[WHAT YOU SHOULD DO] Please give the data below again in full, exactly as it stands.

[SOURCE DATA]
^^^^^^^^
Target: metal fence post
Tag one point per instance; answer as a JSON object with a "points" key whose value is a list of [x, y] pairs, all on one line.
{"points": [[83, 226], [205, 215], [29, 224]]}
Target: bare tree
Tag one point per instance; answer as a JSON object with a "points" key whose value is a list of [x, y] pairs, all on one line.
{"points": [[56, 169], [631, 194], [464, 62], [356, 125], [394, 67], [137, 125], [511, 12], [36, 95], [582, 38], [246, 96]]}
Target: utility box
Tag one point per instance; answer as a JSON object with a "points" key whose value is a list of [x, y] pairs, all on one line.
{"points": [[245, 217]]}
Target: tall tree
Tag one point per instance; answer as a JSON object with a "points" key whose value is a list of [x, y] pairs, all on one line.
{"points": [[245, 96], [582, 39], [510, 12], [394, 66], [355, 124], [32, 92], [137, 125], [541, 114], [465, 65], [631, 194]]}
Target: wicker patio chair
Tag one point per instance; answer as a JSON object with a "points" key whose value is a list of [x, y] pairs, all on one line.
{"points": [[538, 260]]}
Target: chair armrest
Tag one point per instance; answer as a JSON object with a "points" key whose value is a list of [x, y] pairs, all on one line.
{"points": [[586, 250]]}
^^^^^^^^
[ANSWER TO THIS TASK]
Target: metal fence post
Tag one point per instance; answer as a JSON object with a "points" key whose value is a list of [x, y] pairs, all on one line.
{"points": [[83, 226], [205, 215], [29, 224]]}
Target: bare tree
Tag one point per instance; answer as a JSON object with a "points" key whose value is a list of [x, y] pairs, all on one line.
{"points": [[56, 169], [631, 194], [464, 62], [356, 125], [394, 67], [137, 125], [511, 12], [36, 95], [582, 38], [246, 96]]}
Target: utility box
Tag one point per instance; answer as a JSON object with a "points" key whose value is a list of [x, y] pairs, all on one line.
{"points": [[245, 217]]}
Target: tall tree
Tag one point per instance; answer as a JSON object with a "points" key whose value is a list of [x, y] pairs, all on one line.
{"points": [[245, 96], [582, 39], [510, 12], [394, 66], [355, 124], [32, 92], [137, 125], [541, 114], [465, 65], [631, 194]]}
Target: wicker patio chair
Tag one point per instance; answer as a JSON object with a "points" key whose value is a list of [x, y] pairs, all on one line.
{"points": [[538, 260]]}
Target: chair armrest
Tag one point per instance; answer as a JSON object with a "points" key whose value is a list of [x, y] pairs, all on one line.
{"points": [[586, 250]]}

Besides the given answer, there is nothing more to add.